Instructions for the task: Search the entries for the word "instance" and report each line that has it.
Provided material Start Marker
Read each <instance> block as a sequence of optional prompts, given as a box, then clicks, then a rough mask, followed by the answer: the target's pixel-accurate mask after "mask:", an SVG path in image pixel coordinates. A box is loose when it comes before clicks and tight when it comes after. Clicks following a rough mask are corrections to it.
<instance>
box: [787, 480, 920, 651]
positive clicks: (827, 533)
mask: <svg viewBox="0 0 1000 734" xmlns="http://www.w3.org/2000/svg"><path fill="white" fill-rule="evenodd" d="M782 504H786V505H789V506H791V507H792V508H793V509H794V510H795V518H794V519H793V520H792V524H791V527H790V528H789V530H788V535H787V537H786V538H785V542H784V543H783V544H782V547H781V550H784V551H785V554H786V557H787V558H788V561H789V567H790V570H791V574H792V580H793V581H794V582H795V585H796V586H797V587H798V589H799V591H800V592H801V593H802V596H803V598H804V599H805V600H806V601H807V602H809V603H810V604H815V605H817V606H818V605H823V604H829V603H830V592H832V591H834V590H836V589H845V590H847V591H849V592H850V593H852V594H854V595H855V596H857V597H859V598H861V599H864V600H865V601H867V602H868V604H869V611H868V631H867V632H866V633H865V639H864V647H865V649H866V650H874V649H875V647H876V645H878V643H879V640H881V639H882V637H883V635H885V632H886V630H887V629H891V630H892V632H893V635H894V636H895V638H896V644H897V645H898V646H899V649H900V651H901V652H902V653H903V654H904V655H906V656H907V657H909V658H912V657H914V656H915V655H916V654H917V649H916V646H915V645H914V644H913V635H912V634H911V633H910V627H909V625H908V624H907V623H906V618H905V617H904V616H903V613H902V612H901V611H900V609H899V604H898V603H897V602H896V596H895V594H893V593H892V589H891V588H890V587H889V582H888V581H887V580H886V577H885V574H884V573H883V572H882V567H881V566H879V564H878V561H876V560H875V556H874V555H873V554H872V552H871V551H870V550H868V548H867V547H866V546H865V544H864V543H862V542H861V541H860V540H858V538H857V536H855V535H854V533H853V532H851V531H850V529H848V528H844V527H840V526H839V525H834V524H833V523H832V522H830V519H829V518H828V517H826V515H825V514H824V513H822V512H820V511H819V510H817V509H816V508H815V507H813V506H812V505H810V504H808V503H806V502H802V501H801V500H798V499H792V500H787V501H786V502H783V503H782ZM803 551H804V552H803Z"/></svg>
Provided material End Marker
Response to this exercise:
Read each <instance> block as a sequence of optional prompts, given as a box, then clicks, then a rough mask, followed by the answer: the target's pixel-accurate mask after "mask:", an SVG path in image pixel coordinates. A box is loose when it comes before clicks and tight when it comes after. Clicks following a rough mask are corrections to it.
<instance>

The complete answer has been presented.